--- Task brief ---
Reproduce the records below without any changes, from the line containing "Please point out the butterfly eye" through the end of the records, and output only that part.

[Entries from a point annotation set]
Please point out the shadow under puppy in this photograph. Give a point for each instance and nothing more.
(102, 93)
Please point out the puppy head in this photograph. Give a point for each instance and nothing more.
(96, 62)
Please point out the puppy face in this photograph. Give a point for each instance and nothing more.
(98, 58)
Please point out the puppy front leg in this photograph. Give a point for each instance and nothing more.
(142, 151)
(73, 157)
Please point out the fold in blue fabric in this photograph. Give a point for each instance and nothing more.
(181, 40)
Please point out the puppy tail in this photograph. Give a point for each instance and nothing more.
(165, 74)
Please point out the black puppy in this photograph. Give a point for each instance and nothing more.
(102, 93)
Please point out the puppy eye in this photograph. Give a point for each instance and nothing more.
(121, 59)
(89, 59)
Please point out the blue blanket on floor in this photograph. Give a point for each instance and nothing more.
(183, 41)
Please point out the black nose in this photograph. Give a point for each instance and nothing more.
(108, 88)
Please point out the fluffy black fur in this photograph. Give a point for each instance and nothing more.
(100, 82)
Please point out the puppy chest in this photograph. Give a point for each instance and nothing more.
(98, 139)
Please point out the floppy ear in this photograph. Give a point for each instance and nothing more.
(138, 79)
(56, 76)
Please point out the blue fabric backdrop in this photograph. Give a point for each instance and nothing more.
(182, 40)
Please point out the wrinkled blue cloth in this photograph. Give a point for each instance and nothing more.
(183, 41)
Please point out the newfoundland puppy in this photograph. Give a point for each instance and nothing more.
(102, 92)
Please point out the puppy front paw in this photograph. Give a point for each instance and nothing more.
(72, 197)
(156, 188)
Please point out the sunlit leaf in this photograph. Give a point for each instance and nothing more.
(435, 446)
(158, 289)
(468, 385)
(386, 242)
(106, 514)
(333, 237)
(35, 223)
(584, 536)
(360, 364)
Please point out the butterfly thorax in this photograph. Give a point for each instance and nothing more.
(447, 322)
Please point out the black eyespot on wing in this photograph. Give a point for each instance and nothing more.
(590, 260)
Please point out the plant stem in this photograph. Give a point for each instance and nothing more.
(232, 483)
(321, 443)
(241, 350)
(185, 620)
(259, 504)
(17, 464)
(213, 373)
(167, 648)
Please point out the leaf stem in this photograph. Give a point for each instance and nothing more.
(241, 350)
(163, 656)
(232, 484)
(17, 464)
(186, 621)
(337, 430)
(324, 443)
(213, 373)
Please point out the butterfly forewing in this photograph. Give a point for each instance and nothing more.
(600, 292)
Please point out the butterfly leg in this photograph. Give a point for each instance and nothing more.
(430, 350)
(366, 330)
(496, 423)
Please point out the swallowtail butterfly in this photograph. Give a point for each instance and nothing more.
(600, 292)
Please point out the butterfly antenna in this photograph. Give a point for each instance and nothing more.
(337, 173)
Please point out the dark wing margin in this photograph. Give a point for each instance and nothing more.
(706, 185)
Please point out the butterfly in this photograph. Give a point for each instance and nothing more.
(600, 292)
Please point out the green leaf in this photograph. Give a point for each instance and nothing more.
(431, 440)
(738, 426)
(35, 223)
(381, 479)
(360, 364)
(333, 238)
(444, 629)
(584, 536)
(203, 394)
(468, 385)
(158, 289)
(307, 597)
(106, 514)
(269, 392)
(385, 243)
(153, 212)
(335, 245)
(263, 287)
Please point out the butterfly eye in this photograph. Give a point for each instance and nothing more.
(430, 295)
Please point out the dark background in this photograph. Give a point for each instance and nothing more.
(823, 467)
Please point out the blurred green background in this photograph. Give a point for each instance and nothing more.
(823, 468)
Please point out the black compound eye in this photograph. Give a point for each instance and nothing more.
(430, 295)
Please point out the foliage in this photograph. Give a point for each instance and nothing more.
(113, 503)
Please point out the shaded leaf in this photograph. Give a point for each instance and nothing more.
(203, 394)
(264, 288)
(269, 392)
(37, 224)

--- Answer below ---
Please point out the butterfly eye in this photograph. Give a point for each instance and nothing more.
(430, 295)
Please point out the dark background in this photograph. Give a point for each instance and nothing more.
(823, 467)
Please point out the blurred green background in this photograph. Give a point for each instance and nothing more.
(823, 468)
Please point out the black compound eye in this photograph. Give a point for each instance and nothing more.
(430, 295)
Please point out the foliage in this photograph. Give a point for each instance and nothing more.
(113, 503)
Please point out the shaded leaf in this photograph. Give a point for each instance and nothing more.
(203, 394)
(264, 288)
(269, 392)
(37, 224)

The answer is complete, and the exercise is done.